PASSAGE CITÉ>
----------------
Autre initiative d’Amnesty International: obliger le géant Facebook à cesser sa coopération avec le gouvernement vietnamien. Selon l’organisation de défense des droits de l’homme, Facebook doit immédiatement revenir sur sa décision de censurer les publications jugées critiques à l’égard des autorités de Hanoï.
Le 21 avril, Facebook a commencé à renforcer considérablement la censure des messages “anti-étatiques” au Vietnam. Cette décision fait suite aux pressions exercées par les autorités, notamment aux restrictions délibérées que l’entreprise soupçonne d’avoir imposées à ses serveurs locaux par les entreprises de télécommunications publiques, ce qui a rendu Facebook inutilisable pendant un certain temps.
Demande de censure
“La révélation que Facebook cède aux demandes de censure de grande envergure du Vietnam est un tournant dévastateur pour la liberté d’expression au Vietnam et au-delà”, a déclaré William Nee, conseiller en droits de l’homme d’Amnesty International.
----------------
[Données de pointage ancrées dans l'image]
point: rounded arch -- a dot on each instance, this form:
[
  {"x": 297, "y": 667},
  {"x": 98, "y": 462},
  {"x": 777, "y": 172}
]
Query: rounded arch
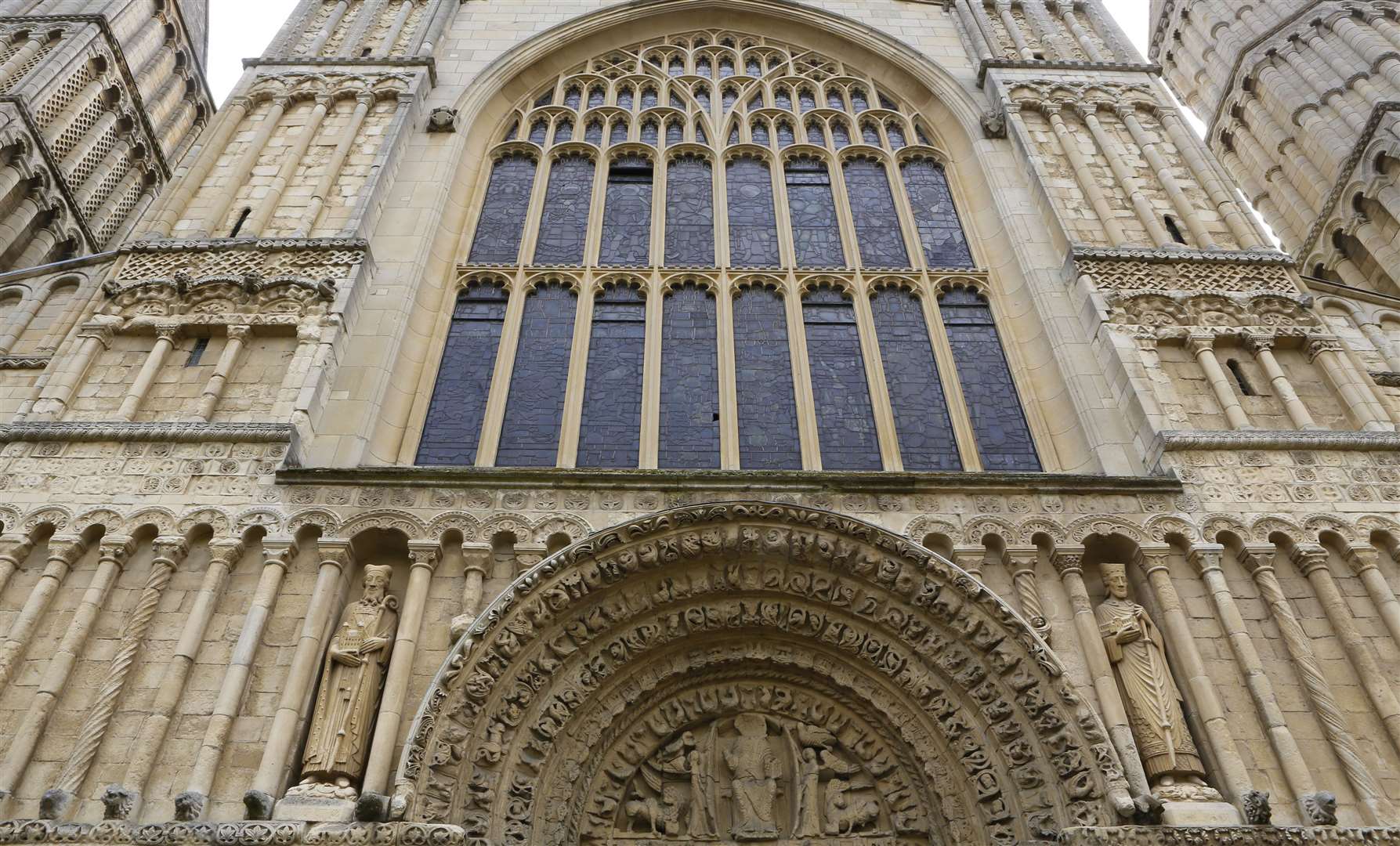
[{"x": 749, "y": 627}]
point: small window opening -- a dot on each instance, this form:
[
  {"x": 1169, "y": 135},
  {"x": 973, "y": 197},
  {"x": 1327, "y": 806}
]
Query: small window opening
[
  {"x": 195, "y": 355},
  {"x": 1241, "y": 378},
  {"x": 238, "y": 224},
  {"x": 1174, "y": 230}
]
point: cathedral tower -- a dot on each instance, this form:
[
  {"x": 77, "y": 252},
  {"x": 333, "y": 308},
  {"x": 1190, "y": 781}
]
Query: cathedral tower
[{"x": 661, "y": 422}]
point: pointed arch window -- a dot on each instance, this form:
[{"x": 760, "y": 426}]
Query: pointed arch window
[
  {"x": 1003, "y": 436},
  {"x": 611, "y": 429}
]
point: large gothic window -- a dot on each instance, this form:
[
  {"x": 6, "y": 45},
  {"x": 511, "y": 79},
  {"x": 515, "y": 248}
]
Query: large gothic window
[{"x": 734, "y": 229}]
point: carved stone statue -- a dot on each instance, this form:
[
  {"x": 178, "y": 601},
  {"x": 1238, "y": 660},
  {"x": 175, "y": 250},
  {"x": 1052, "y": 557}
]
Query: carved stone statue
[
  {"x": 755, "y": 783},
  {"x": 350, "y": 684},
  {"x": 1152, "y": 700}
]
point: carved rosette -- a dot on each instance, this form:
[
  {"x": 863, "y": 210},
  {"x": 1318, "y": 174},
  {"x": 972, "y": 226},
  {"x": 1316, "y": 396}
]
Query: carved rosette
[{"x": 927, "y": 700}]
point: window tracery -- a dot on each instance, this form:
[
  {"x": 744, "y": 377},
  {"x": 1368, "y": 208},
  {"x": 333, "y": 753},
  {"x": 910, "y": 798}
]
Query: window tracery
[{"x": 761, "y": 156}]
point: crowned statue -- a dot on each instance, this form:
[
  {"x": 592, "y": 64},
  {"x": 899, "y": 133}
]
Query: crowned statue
----------------
À FAIRE> D'après le passage cité, quel jour Facebook a-t-il commencé à renforcer considérablement la censure des messages « anti-étatiques » au Vietnam ? Appuyez-vous uniquement sur le passage cité.

ZONE DE RÉPONSE> Le 21 avril.